:: Work required ::
Read the records below and copy each line that contains "overcast".

:: Stored data ::
○ ○ ○ ○ ○ ○ ○
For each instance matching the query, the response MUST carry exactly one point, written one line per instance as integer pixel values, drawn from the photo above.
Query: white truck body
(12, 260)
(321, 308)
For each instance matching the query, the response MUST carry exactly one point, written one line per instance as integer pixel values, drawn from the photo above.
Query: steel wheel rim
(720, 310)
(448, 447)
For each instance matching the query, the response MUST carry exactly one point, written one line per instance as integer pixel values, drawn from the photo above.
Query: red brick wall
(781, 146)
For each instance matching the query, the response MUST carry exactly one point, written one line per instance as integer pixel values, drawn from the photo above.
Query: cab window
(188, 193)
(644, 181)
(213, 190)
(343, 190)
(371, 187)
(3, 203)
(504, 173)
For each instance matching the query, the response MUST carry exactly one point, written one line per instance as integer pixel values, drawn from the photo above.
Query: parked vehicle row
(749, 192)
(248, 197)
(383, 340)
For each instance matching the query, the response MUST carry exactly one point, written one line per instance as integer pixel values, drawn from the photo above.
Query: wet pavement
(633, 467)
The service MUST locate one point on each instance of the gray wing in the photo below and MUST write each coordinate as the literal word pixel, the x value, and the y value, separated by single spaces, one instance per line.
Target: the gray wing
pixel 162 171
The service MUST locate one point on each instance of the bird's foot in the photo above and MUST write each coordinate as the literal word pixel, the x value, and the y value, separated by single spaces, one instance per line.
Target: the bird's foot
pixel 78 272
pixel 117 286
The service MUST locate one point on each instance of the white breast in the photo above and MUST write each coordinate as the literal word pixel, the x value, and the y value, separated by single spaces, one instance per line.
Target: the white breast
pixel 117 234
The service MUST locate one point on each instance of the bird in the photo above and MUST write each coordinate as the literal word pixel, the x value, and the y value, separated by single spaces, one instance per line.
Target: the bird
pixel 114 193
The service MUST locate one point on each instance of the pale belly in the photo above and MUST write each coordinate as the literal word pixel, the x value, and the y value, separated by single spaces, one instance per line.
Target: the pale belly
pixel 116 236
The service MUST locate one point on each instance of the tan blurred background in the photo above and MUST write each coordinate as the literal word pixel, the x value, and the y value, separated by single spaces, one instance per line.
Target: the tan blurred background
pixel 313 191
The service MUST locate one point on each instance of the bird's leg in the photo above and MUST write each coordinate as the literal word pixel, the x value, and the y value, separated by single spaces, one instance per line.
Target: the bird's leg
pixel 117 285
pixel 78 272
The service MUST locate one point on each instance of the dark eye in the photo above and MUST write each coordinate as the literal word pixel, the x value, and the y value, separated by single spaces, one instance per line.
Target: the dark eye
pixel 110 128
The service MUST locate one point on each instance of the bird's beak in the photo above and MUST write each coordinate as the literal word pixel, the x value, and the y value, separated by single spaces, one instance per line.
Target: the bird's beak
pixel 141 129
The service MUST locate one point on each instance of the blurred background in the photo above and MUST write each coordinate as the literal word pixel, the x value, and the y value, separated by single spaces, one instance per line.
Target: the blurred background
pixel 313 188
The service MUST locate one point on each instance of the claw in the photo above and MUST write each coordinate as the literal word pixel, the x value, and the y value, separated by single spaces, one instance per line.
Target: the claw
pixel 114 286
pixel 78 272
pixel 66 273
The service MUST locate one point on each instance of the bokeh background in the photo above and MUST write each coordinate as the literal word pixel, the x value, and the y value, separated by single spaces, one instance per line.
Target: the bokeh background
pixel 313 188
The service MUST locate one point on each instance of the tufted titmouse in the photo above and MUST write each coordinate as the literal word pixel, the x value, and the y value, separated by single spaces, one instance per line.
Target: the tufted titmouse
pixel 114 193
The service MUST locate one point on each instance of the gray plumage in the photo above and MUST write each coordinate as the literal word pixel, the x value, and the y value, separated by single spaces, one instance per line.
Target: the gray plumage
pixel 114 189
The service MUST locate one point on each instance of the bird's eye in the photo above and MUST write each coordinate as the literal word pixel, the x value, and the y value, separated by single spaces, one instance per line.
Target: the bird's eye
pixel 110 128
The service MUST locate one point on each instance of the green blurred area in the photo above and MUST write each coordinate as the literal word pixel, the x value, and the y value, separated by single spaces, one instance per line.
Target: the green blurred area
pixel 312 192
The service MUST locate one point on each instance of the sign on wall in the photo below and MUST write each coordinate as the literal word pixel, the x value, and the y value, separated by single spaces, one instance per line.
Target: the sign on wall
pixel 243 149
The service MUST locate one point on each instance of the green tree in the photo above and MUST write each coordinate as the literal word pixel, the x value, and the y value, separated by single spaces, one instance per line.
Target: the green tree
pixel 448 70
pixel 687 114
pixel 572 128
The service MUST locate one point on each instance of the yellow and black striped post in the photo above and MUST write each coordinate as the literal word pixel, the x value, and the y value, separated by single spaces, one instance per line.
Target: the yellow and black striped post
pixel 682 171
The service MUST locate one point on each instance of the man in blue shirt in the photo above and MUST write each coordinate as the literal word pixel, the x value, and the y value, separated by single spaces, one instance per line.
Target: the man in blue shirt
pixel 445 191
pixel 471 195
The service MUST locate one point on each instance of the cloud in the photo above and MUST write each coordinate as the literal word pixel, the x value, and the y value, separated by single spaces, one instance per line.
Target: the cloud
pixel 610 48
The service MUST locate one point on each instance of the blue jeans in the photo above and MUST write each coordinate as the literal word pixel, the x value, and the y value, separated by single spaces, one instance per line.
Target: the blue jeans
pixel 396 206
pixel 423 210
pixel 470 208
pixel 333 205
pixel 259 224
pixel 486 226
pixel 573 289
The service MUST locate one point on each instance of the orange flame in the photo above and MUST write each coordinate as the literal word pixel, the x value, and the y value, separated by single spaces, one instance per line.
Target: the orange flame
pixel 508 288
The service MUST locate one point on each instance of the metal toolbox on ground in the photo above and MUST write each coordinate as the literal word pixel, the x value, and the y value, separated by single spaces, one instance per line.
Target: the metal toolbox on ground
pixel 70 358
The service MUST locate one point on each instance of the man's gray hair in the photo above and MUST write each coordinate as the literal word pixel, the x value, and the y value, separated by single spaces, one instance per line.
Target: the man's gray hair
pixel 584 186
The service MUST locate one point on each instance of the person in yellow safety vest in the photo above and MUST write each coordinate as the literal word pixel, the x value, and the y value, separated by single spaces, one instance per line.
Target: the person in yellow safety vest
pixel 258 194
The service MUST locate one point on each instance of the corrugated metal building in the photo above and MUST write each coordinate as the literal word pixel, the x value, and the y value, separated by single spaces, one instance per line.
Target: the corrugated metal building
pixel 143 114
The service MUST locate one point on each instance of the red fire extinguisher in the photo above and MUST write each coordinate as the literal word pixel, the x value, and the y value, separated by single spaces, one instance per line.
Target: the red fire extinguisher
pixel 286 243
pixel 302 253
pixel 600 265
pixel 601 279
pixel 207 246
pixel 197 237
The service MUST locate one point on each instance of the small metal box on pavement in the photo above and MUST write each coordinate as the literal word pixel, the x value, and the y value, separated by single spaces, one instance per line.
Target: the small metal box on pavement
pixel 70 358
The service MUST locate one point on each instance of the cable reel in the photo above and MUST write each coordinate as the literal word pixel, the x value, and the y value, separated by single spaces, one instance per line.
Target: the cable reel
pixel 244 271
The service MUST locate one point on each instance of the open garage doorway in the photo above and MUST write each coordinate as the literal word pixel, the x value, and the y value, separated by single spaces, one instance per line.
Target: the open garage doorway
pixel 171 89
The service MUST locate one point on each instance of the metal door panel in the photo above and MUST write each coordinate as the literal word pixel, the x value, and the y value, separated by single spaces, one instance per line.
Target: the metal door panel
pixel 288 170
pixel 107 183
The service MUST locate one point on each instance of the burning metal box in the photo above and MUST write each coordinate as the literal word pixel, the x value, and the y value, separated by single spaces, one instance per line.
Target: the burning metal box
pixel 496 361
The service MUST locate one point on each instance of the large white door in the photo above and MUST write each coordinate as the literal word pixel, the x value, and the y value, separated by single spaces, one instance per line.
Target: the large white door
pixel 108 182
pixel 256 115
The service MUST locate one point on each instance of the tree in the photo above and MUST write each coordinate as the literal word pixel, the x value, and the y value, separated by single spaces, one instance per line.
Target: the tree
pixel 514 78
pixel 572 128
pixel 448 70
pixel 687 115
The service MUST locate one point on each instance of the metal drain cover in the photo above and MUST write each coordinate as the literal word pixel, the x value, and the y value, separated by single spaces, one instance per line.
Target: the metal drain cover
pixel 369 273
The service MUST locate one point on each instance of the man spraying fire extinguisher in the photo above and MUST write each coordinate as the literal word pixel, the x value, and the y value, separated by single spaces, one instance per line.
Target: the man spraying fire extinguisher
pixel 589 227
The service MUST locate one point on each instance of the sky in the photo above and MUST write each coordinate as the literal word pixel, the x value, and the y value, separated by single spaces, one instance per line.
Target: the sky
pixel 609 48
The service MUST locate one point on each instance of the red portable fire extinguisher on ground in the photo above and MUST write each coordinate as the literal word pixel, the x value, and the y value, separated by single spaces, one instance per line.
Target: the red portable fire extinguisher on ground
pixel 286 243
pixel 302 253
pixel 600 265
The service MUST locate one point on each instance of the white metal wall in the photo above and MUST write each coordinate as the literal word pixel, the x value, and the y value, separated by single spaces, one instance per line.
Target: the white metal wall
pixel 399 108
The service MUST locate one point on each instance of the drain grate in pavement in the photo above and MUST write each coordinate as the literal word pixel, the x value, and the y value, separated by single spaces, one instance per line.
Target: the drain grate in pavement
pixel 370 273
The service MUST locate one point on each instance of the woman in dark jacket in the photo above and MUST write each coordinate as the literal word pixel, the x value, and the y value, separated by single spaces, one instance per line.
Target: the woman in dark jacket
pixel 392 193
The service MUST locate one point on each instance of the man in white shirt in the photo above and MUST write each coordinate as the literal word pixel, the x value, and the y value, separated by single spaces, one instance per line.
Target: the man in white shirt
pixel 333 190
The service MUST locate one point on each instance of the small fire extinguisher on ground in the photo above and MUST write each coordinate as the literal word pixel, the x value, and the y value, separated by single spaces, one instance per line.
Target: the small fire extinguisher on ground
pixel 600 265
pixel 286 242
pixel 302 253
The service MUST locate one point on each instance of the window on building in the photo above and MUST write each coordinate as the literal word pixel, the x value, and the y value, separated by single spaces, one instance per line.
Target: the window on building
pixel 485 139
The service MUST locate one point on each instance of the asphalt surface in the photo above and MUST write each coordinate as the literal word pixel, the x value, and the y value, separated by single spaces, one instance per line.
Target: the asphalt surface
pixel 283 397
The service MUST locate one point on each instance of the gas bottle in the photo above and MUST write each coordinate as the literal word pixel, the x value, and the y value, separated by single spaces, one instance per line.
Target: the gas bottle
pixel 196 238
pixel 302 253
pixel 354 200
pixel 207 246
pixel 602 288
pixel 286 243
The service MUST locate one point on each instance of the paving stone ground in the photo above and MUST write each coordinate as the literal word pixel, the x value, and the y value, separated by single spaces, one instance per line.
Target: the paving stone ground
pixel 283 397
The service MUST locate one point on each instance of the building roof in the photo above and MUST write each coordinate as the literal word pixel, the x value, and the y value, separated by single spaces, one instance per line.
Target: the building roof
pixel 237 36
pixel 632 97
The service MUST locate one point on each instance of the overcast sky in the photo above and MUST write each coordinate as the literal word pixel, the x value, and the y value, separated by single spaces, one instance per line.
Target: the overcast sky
○ ○ ○ ○ ○ ○ ○
:: Your solution ::
The service MUST locate one point on each instance of the overcast sky in the photo above and MUST write each coordinate as the literal word pixel, the x value, and the y value, separated by single spaces, one instance per line.
Target: the overcast sky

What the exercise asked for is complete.